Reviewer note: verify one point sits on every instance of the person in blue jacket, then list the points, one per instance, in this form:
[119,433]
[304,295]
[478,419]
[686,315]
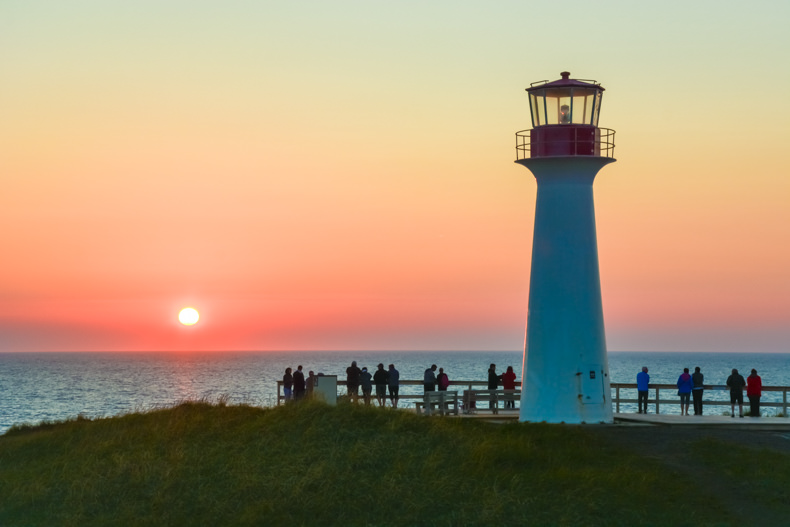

Task
Please retype the whole listing above word for word and drop the pictures.

Task result
Reviewer note: verify one point sits on every instance of the person in blue jacket, then list the points, one per instance, in this form:
[119,433]
[304,295]
[478,419]
[686,315]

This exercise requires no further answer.